Stated goal 1: In the rows below, arrange as a numbered list the lines from the line with "Query: man riding motorbike" through the line with "Mark the region of every instance of the man", leaving out any blank lines.

Text to read:
* Begin *

- Introduction
- Related Works
- Project Description
- Contribute
- References
- Overall Service [Github]
When working on the final project at 'Naver Boost Camp AITech', I had to implement the function of providing users with key characters in the video.
The following two conditions must be met:
- It have to show good performance for various videos.
- To be applied to various videos, the 'training process' is eliminated. (Unsupervised method)
To meet the above two conditions, I used the following two methods.
- Use Face landmark + Clothing image feature together
- Use unsupervised clustering method HAC (Hierarchical Agglomeratie Clustering)
In other words, the project was implemented to effectively cluster the characters that appear in one video.
When the clustering performance using Face, Cloth, and Face+Cloth was quantified, it was confirmed that the performance was greatly improved when all Face+Cloth features were used.
NMI was used as a metric, and for an explanation of NMI, see here.
Additionally, if post-processing such as cluster merging or min_csize deletion applied, clustering shows up to 0.9 or higher NMI for key characters.
Clustering Method
Clustering techniques can be divided into a supervised method and an unsupervised method.
Supervised clustering has a better performance, but has the problem of securing learning data, and Unsupervised clustering is generally applicable because it does not use learning data, but has a relatively low performance and is sensitive to hyperparameters.
In this project, unsupervised clustering technique is used for general application, but combined two features, face and clothes, to improve performance.
Face feature extraction
Face landmark is used to extract face feature values for face distinction. It uses at least 5 points (eyes, nose, corners of the mouth), and at most more than 50 points.
The 'dlib' library makes it easy to perform from face detection to feature extraction.
Image feature extraction
Image clustering is an area where research is being conducted steadily. The image itself is clustered using the feature map obtained by passing through the deep learning model.
Although high-performance clustering techniques have recently emerged, person clustering is difficult because it often requires training in part and uses the entire image.
reference: [Papers with code]
As far as I know, there is no github repository that has previously attempted to extract Face and Clothing features separately, concatenate them, and then clustering. So it is hoped that people who find similar ideas or need them can use the project well.
Typical clustering tasks include face clustering and image clustering. Face clustering uses face landmark, and image clustering uses image feature map.
In this project, face landmark and image feature map information are used simultaneously to improve performance.
First, face detection is performed on the frame image, and a 128-d face landmark feature vector is extracted using the 'dlib' library.
At the same time, the clothing location is calculated from the face location and the 128-d clothing feature vector is extracted. In this case, 'ResNet-18' is used as the feature extractor, and the feature map of conv3_x block
is extracted and GAP (Global Average Pooling) is applied to extract a 128-d feature vector.

* End *

Stated goal 2: Decide whether each statement agrees with the text on clustering video characters, answering yes or no and quoting the deciding words from the text: (a) The project relies on a supervised clustering method. (b) ResNet-18 serves as the feature extractor for clothing. (c) The face landmark feature vector has 128 dimensions.

Material for this task:
* Begin *

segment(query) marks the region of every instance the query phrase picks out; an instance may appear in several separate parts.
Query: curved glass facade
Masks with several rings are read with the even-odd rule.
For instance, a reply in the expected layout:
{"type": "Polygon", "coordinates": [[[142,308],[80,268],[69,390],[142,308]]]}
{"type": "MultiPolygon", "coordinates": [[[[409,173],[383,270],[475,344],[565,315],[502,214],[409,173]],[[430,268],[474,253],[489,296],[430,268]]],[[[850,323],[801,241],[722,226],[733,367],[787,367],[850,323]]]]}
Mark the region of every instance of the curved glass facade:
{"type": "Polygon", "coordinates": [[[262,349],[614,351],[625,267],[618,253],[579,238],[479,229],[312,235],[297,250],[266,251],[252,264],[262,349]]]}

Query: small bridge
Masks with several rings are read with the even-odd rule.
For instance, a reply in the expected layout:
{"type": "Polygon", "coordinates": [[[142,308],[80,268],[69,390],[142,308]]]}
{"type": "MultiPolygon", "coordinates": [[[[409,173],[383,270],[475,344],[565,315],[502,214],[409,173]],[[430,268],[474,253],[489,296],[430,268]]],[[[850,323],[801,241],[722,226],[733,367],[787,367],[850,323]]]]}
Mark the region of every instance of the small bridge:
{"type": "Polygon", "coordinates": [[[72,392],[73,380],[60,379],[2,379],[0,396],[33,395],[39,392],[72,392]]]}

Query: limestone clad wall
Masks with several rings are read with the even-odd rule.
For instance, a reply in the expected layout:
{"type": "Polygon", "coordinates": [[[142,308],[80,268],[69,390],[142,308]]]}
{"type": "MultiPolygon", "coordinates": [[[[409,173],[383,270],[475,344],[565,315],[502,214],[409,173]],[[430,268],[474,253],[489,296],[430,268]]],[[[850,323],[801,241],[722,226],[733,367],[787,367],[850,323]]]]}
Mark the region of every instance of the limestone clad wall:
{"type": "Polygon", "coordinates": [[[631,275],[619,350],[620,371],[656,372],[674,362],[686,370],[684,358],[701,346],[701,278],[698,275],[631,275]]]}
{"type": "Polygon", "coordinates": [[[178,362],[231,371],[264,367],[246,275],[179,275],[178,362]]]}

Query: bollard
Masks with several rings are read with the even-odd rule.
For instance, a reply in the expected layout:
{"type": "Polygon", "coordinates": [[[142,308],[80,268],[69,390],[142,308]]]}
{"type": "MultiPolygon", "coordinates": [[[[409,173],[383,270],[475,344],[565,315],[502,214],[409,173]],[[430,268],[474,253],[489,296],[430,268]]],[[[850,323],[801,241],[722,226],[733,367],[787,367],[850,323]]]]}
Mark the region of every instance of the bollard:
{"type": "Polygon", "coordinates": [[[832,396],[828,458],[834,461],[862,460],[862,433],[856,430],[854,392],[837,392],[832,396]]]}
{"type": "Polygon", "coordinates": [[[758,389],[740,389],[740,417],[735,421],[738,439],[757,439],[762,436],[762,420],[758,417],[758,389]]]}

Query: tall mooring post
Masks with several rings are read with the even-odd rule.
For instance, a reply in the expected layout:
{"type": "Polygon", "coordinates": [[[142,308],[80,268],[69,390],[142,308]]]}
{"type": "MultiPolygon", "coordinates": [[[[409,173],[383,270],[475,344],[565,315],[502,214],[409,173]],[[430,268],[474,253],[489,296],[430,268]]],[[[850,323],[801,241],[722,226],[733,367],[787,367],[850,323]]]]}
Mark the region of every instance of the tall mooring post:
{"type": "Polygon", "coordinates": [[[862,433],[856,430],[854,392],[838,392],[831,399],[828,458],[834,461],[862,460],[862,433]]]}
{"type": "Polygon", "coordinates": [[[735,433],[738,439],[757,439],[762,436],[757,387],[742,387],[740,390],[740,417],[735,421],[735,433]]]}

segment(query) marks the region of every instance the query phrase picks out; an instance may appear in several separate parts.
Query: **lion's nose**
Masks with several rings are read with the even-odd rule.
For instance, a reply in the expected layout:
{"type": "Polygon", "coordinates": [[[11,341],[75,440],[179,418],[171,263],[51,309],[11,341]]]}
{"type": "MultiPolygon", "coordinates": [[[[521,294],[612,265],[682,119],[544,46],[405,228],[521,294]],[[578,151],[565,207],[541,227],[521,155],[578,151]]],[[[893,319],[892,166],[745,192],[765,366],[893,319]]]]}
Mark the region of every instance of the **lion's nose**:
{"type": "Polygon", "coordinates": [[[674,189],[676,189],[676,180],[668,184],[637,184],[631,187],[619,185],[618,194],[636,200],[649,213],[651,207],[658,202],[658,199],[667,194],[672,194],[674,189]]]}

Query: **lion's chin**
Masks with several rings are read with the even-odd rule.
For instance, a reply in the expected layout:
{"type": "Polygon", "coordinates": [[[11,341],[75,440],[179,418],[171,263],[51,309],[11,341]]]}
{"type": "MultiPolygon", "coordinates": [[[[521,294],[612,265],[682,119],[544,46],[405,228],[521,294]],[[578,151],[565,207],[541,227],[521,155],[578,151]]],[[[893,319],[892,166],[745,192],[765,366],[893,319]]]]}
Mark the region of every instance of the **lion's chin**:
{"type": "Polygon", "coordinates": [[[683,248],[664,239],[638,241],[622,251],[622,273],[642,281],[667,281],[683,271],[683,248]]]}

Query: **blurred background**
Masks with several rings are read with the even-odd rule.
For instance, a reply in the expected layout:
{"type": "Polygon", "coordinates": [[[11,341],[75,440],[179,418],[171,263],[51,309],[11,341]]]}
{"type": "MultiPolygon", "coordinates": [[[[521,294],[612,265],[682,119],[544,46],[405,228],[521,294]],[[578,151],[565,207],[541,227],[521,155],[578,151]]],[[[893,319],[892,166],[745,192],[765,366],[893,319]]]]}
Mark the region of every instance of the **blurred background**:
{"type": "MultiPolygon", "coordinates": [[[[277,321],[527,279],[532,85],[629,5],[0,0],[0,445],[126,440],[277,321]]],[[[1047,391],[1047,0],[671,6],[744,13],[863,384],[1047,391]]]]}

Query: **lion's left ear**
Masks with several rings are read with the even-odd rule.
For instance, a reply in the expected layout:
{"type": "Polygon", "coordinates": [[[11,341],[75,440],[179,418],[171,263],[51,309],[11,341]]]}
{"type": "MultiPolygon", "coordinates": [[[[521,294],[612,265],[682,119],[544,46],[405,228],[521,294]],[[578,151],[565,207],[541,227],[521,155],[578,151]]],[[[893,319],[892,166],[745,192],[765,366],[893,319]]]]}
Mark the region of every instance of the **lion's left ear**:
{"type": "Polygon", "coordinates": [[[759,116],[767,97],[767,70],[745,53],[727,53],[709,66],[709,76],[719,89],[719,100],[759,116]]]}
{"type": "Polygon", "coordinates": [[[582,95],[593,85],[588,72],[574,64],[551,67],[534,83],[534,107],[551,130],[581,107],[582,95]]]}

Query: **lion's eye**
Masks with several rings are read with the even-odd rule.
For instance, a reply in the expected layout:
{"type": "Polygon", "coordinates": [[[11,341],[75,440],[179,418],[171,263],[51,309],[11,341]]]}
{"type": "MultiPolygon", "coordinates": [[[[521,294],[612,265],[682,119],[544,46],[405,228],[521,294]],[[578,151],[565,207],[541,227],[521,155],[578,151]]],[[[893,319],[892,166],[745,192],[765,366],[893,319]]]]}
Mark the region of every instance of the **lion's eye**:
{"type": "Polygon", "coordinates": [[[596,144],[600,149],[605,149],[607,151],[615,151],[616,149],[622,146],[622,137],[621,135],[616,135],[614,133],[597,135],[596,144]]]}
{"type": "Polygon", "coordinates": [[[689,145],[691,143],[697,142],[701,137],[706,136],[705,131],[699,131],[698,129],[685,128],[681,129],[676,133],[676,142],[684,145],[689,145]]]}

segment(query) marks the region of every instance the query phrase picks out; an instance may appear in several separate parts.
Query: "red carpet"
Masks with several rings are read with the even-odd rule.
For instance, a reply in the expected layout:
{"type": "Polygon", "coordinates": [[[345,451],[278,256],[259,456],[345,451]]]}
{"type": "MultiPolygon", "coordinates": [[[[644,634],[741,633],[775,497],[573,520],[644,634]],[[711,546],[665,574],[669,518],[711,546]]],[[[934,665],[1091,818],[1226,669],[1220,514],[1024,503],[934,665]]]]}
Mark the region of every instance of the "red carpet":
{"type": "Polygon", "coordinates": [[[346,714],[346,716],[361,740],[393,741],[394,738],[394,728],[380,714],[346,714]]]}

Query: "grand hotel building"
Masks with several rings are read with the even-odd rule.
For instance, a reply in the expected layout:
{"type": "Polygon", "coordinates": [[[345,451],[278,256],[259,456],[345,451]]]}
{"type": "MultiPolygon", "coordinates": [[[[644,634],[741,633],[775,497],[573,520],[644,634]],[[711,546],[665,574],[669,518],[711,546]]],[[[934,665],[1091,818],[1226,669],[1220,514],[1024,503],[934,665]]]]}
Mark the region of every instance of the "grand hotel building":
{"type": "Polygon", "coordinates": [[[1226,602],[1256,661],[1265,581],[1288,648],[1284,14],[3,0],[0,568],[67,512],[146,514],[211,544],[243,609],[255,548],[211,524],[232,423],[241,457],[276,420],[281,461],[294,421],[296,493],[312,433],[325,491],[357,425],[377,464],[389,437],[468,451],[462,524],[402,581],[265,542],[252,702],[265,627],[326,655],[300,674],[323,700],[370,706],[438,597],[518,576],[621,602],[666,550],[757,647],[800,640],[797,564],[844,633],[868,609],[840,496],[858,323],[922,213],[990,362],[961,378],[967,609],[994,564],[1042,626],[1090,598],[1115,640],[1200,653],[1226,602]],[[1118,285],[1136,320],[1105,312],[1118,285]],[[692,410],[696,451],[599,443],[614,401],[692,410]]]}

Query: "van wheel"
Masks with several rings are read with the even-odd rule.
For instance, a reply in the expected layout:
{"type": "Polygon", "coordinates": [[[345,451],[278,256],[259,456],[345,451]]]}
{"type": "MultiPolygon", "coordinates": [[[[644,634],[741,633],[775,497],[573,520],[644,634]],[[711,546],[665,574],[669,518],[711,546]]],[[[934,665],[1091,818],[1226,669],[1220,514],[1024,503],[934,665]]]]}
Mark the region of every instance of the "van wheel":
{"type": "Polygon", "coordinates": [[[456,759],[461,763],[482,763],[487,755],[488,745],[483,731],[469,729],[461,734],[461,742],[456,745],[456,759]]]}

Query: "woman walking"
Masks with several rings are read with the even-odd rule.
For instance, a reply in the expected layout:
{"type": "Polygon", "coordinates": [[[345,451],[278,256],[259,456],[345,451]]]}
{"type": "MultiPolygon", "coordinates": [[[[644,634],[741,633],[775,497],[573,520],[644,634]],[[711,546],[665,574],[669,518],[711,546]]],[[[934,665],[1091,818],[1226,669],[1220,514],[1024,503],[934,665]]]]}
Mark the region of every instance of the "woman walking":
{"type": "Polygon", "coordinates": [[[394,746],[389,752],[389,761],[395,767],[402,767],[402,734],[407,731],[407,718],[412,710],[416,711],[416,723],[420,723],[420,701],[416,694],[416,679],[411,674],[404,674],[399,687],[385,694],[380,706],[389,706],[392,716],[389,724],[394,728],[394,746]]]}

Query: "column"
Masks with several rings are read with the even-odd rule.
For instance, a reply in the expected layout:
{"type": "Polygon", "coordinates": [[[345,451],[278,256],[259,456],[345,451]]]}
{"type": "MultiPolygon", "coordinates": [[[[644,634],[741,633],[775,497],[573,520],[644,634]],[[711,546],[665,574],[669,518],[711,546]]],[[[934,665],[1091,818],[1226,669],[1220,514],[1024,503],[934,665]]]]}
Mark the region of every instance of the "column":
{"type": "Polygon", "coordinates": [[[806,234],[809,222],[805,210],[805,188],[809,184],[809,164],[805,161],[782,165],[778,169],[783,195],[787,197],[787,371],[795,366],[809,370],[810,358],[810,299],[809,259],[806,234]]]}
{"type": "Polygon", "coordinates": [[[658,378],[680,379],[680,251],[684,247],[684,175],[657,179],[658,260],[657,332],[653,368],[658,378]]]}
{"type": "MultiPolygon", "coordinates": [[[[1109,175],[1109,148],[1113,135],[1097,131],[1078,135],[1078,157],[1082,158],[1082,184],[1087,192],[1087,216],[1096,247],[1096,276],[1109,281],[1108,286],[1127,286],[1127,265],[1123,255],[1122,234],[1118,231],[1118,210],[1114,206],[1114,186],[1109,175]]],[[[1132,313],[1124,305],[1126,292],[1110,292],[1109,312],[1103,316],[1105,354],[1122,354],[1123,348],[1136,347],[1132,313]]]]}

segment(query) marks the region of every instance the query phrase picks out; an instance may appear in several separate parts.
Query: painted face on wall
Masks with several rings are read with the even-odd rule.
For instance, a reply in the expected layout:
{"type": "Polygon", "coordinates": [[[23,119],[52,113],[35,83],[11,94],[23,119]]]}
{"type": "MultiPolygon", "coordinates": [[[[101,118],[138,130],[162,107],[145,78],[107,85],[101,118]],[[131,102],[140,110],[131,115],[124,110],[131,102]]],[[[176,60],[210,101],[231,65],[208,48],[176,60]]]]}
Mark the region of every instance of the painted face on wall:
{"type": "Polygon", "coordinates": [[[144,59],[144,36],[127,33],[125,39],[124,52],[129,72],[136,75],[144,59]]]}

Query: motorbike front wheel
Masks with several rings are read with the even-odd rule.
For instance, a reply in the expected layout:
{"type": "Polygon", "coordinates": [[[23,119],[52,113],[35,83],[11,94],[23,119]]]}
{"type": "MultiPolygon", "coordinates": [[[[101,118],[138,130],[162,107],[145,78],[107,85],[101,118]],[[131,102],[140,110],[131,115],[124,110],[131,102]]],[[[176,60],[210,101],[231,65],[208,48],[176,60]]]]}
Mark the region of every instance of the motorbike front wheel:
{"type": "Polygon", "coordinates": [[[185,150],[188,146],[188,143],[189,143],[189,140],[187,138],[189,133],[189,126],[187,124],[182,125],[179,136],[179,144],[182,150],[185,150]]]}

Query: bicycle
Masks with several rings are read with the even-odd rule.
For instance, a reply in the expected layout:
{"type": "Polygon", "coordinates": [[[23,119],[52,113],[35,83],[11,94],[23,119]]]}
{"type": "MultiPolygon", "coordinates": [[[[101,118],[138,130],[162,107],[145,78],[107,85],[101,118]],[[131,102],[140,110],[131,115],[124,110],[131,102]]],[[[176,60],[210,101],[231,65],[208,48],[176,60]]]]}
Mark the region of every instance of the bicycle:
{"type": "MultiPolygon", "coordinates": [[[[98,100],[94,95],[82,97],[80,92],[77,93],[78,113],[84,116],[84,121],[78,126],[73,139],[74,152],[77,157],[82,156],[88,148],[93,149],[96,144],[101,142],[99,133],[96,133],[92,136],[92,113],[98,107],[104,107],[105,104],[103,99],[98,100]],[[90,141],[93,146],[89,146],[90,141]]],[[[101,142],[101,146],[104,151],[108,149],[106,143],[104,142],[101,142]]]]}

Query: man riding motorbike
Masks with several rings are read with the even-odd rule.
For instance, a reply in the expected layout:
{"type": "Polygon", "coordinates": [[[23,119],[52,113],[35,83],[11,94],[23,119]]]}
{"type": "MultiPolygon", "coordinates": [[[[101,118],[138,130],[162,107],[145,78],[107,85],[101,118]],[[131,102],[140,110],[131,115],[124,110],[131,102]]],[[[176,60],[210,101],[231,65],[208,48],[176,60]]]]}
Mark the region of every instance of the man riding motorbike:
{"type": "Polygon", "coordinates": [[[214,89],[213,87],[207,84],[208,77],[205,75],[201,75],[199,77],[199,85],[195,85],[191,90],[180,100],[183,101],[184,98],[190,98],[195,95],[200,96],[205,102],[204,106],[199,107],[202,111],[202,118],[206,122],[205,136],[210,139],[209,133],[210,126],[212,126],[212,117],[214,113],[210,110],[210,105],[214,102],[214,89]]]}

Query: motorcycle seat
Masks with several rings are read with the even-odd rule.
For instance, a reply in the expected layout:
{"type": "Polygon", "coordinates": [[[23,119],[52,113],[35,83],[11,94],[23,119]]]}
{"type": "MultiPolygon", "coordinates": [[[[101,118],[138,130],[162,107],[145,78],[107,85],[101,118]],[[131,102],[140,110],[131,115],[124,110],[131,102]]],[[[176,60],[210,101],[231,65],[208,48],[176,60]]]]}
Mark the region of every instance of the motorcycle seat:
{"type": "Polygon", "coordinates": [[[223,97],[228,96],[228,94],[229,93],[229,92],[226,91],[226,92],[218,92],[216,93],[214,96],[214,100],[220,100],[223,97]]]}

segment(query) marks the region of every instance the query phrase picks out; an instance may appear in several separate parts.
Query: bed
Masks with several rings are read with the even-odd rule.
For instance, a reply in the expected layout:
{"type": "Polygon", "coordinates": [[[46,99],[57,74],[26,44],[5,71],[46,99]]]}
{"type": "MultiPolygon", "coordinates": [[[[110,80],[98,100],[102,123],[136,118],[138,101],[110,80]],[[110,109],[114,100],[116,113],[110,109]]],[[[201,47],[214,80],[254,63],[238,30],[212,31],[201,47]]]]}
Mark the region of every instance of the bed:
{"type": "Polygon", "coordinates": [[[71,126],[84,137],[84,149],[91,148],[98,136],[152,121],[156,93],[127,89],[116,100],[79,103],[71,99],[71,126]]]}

* End *

Full response 1:
1. Query: man riding motorbike
2. Masks with several rings are read with the even-odd rule.
3. For instance, a reply in the expected layout:
4. {"type": "Polygon", "coordinates": [[[23,119],[52,113],[35,83],[11,94],[23,119]]]}
5. {"type": "MultiPolygon", "coordinates": [[[[101,118],[138,130],[162,107],[145,78],[107,85],[101,118]],[[131,102],[140,110],[131,115],[124,110],[131,102]]],[[[176,60],[210,101],[231,65],[208,48],[176,60]]]]}
6. Mark the region of every instance of the man riding motorbike:

Full response 2:
(a) No: "Use unsupervised clustering method HAC (Hierarchical Agglomeratie Clustering)"
(b) Yes: "'ResNet-18' is used as the feature extractor"
(c) Yes: "a 128-d face landmark feature vector is extracted using the 'dlib' library"